◆ **Prompt**
Lines below starting with the line with "Highlight blue book." and going on through the line with "Highlight open book." must be output exactly; the rest of the records must be left out.

Spatial localization data:
——
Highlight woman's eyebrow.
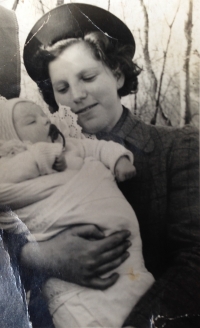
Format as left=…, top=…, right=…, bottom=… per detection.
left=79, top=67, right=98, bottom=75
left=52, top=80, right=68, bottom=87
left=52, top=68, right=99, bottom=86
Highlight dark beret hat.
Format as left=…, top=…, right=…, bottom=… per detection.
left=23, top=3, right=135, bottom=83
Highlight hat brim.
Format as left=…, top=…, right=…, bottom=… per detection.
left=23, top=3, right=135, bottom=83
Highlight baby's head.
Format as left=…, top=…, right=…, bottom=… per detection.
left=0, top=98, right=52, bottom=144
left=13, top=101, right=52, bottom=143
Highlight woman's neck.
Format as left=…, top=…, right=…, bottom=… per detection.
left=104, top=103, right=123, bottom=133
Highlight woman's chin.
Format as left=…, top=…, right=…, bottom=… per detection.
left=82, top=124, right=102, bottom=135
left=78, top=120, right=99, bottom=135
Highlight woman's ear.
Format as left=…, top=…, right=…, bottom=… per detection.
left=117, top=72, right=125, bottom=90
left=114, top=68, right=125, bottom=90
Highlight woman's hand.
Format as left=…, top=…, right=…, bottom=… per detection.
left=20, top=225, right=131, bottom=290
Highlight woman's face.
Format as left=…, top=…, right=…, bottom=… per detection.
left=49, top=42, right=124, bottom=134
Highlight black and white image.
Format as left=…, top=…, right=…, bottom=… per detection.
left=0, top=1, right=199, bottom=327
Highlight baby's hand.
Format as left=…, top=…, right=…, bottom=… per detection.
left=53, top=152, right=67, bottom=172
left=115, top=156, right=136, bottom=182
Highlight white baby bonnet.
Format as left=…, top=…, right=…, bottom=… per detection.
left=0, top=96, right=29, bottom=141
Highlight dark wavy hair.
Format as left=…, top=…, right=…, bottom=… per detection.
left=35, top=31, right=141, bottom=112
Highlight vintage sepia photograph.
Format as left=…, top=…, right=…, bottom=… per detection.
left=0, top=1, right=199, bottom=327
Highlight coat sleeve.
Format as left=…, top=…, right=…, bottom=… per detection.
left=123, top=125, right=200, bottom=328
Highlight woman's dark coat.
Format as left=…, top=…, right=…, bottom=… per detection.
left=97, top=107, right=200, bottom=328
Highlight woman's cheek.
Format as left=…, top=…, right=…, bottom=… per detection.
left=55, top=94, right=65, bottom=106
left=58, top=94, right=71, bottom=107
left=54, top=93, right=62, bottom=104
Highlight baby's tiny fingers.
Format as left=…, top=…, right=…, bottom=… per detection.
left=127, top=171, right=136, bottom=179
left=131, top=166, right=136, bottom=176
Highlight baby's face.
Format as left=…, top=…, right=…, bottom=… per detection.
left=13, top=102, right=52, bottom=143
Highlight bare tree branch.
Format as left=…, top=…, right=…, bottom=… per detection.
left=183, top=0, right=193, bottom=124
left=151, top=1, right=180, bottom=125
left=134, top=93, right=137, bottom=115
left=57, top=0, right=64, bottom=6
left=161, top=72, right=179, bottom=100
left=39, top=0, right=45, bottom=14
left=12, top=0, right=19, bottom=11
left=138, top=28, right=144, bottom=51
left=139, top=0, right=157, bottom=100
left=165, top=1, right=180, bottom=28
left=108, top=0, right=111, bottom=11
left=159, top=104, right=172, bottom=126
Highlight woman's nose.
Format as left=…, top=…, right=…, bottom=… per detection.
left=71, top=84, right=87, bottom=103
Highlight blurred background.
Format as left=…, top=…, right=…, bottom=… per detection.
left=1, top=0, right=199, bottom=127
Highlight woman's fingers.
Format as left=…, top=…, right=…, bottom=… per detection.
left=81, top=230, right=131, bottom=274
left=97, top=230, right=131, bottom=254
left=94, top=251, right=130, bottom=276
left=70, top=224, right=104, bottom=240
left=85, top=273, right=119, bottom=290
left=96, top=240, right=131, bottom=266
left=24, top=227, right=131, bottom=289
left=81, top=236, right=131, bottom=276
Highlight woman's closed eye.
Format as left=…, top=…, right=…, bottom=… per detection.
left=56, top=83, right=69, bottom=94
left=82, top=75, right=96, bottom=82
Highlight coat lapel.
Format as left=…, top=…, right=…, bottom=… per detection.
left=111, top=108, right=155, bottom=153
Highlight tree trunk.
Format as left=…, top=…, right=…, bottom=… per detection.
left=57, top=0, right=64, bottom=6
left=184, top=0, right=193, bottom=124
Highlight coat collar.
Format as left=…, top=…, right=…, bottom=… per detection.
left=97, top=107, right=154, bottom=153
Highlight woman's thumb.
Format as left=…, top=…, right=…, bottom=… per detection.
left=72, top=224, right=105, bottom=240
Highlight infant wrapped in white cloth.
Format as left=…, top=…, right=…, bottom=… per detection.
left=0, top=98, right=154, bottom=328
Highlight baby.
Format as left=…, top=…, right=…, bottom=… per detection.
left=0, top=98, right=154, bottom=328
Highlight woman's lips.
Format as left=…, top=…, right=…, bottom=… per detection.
——
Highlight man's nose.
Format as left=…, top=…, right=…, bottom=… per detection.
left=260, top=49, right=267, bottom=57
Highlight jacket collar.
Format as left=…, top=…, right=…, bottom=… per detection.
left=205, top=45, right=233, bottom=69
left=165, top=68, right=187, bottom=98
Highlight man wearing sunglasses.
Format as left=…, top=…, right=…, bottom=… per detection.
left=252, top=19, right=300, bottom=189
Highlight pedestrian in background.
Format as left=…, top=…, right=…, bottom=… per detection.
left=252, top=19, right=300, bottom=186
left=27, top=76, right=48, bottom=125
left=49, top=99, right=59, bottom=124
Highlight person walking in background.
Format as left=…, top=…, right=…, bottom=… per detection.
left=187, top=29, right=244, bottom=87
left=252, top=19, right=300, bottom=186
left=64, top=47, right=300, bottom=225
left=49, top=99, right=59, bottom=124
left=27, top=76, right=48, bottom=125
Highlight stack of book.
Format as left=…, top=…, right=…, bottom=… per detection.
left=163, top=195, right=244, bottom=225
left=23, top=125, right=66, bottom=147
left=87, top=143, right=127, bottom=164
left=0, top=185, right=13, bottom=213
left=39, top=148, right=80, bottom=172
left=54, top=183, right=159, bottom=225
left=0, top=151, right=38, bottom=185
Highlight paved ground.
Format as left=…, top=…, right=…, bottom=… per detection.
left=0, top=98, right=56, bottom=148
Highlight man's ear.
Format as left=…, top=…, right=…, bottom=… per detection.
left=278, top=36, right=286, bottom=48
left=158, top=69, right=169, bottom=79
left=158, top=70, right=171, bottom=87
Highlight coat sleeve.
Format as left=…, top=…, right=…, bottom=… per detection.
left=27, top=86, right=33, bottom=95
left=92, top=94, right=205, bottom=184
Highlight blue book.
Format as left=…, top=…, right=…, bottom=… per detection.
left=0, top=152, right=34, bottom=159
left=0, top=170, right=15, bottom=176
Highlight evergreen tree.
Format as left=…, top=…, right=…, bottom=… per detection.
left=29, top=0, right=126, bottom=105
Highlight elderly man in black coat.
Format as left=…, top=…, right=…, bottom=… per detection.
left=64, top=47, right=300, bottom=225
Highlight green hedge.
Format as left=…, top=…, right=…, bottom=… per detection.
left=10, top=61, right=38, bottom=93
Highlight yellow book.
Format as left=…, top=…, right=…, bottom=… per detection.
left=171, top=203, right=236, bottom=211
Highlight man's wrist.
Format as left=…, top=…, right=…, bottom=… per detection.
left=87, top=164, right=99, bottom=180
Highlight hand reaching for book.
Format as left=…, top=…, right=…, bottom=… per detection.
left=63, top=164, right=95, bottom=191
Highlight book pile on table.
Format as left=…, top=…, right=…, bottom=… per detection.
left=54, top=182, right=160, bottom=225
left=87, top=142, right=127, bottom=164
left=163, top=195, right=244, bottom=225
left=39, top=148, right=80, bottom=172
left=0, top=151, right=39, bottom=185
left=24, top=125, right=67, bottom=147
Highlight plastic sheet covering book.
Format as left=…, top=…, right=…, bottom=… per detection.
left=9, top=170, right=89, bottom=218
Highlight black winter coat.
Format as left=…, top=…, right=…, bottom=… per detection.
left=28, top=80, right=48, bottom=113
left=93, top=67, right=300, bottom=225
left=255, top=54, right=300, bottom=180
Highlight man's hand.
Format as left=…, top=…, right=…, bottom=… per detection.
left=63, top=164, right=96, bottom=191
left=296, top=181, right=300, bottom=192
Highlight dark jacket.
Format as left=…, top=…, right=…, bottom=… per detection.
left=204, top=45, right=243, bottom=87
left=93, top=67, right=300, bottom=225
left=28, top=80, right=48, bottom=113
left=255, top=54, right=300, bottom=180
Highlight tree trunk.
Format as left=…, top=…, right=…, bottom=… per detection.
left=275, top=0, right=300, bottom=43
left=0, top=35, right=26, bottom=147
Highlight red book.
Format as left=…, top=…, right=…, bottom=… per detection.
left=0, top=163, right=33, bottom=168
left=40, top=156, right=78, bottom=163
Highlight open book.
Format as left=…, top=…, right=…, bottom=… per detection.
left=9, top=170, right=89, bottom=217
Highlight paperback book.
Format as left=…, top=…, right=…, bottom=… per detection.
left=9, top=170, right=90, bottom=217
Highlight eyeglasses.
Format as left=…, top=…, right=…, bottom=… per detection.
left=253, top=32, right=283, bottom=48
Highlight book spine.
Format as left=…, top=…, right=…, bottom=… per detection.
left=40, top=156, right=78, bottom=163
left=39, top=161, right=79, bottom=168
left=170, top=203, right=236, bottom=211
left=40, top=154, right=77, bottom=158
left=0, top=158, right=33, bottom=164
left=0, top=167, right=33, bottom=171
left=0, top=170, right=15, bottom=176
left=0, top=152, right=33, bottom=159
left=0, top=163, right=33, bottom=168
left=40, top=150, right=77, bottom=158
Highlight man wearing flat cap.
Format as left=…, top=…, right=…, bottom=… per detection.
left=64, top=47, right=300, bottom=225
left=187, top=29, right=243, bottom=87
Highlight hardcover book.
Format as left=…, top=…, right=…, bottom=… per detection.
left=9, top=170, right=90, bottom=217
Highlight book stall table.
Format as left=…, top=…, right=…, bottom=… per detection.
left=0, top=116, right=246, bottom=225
——
◆ **Solution for this task**
Highlight blue book.
Format as left=…, top=…, right=…, bottom=… per detection.
left=0, top=152, right=34, bottom=159
left=0, top=170, right=15, bottom=176
Highlight evergreen tree.
Format as left=…, top=…, right=…, bottom=… per detection.
left=29, top=0, right=126, bottom=105
Highlight elderly man in black coat.
Format as left=…, top=…, right=…, bottom=… per detection.
left=64, top=47, right=300, bottom=225
Highlight green hedge.
Format as left=…, top=…, right=…, bottom=… per detection.
left=10, top=61, right=38, bottom=93
Highlight yellow book.
Format as left=…, top=…, right=…, bottom=… per detection.
left=171, top=203, right=236, bottom=211
Highlight man's wrist.
Format as left=…, top=…, right=…, bottom=… per detection.
left=87, top=164, right=99, bottom=180
Highlight hand reaching for book.
Format as left=…, top=…, right=…, bottom=… per detection.
left=63, top=164, right=95, bottom=191
Highlight book pile on table.
Format as left=…, top=…, right=…, bottom=… per detection.
left=54, top=182, right=160, bottom=225
left=87, top=142, right=127, bottom=164
left=163, top=195, right=244, bottom=225
left=39, top=148, right=80, bottom=172
left=0, top=151, right=39, bottom=185
left=24, top=125, right=67, bottom=147
Highlight plastic sheet covering book.
Format as left=…, top=…, right=…, bottom=… per detection.
left=9, top=170, right=89, bottom=218
Highlight black winter coat.
Format as left=…, top=…, right=…, bottom=… per detection.
left=28, top=80, right=48, bottom=113
left=93, top=67, right=300, bottom=225
left=255, top=54, right=300, bottom=180
Highlight man's hand.
Format as left=…, top=…, right=…, bottom=… per detection.
left=63, top=164, right=96, bottom=191
left=296, top=181, right=300, bottom=192
Highlight dark jacket.
Format as left=…, top=…, right=…, bottom=… per detection.
left=204, top=45, right=243, bottom=87
left=93, top=67, right=300, bottom=225
left=28, top=80, right=48, bottom=113
left=255, top=54, right=300, bottom=180
Highlight tree trunk.
Format as left=…, top=…, right=…, bottom=… per detection.
left=275, top=0, right=300, bottom=43
left=0, top=35, right=26, bottom=147
Highlight red book.
Format as left=…, top=…, right=…, bottom=… per detection.
left=0, top=163, right=33, bottom=168
left=40, top=156, right=78, bottom=163
Highlight open book.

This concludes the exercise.